→ **WRITTEN REQUEST**: Set down the line that contains "point: river, one" and every line after it to the end of the entries, exactly as they stand and nothing more.

→ **SUPPLIED RECORDS**:

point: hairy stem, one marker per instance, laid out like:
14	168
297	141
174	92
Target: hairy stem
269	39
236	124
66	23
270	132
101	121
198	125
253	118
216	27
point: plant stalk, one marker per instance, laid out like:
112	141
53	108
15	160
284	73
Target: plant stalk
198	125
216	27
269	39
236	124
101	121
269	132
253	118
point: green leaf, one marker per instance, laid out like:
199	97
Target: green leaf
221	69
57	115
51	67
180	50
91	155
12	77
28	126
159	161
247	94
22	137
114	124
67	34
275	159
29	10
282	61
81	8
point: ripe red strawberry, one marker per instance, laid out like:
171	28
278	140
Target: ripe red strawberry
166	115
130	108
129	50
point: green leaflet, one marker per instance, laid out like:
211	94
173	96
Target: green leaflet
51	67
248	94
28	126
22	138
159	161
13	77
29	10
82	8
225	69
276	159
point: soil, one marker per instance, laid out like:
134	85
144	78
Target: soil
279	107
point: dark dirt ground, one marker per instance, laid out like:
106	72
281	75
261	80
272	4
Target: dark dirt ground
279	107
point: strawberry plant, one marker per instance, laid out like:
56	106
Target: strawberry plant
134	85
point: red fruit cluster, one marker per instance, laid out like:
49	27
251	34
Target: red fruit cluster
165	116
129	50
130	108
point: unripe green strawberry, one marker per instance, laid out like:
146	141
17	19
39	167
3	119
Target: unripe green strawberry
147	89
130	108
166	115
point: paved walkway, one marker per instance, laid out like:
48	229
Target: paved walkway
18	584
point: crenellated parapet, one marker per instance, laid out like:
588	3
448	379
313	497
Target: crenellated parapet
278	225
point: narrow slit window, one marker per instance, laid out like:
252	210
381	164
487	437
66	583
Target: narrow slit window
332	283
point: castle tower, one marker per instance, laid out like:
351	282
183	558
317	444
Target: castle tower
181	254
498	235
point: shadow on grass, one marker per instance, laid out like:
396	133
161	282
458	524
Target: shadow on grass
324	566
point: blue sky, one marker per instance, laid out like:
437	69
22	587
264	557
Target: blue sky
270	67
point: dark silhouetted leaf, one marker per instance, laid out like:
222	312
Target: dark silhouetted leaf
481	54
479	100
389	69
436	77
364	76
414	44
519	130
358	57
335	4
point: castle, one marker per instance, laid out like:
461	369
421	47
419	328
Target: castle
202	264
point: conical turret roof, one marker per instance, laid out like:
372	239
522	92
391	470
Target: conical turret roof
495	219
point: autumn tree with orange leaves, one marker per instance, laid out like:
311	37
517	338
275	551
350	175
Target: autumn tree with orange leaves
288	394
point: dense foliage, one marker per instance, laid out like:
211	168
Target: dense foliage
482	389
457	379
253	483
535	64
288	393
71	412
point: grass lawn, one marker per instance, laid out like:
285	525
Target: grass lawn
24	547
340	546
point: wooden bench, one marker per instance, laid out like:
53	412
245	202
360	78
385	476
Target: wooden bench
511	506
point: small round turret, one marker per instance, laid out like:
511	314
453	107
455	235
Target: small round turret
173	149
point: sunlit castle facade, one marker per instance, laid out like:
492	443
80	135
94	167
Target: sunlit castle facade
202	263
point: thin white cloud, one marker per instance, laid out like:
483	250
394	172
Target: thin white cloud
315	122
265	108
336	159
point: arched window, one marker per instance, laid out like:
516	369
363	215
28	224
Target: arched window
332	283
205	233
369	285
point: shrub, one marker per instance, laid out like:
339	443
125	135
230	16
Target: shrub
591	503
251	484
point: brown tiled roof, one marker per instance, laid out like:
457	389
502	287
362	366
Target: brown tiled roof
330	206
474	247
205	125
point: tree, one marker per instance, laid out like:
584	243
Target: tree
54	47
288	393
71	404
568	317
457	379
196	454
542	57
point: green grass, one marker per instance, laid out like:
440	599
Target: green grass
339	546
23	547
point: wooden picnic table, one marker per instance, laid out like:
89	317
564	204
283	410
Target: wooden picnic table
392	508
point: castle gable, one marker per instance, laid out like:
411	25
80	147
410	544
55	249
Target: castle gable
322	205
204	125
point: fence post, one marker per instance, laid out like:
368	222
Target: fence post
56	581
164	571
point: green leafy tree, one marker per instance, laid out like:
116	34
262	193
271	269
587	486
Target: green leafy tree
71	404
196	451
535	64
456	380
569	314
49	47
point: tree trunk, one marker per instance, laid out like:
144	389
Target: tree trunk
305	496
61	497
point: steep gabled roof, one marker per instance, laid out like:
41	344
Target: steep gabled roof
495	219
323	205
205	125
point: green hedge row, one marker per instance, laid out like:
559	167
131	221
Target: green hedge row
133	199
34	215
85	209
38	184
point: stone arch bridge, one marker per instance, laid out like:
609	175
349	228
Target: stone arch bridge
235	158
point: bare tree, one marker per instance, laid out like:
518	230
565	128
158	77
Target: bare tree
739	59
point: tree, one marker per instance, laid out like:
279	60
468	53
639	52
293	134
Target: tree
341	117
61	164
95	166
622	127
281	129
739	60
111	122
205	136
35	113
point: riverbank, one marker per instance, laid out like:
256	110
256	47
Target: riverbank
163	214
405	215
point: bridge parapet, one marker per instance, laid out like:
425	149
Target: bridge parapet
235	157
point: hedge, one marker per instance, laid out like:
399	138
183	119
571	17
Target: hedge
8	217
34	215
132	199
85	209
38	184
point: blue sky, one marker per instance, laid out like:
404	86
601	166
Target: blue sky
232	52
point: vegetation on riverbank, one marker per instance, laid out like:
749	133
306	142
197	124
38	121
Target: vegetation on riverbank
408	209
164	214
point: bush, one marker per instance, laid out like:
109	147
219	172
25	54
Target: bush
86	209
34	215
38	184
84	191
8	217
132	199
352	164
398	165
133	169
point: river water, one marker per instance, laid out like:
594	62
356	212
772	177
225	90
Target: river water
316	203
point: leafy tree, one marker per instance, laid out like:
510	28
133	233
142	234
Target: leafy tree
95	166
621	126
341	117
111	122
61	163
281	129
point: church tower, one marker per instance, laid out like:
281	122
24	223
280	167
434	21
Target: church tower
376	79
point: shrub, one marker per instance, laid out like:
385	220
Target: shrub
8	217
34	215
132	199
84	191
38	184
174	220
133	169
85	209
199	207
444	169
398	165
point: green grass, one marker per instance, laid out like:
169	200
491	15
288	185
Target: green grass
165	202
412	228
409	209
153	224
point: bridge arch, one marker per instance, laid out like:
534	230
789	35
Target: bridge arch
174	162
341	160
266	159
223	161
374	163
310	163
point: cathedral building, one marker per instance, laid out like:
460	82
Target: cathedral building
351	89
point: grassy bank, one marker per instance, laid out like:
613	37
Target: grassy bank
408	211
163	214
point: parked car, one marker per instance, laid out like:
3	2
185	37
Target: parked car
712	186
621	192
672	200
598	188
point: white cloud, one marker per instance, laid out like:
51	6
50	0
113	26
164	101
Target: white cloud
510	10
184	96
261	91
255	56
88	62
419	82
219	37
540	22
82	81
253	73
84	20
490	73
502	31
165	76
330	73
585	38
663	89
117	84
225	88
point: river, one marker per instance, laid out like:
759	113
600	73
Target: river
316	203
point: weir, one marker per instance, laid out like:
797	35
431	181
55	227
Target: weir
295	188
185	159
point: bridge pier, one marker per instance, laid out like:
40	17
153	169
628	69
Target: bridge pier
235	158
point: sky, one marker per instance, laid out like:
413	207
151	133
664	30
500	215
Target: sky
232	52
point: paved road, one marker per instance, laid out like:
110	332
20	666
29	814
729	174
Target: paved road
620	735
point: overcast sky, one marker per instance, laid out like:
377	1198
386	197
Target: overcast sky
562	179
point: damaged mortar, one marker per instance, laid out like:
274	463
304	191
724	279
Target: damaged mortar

→ **OUTPUT FOR THIS EXERCISE**:
point: river, one marker per instance, laid out like:
759	113
600	73
Target: river
316	203
point: weir, one marker per instance, laid out like:
797	35
431	181
55	227
Target: weir
295	188
185	159
point: bridge pier, one marker per instance, laid out like:
40	17
153	169
628	69
Target: bridge pier
235	158
point: sky, one marker per instance, laid out like:
413	207
151	133
664	30
500	215
Target: sky
232	52
point: paved road, one marker per instance, laid out like:
110	332
20	666
29	814
729	174
Target: paved road
620	735
point: overcast sky, one marker per instance, laid out like:
377	1198
386	197
Target: overcast sky
562	179
point: damaged mortar, one marker per instance, laid out like:
274	463
304	191
724	279
Target: damaged mortar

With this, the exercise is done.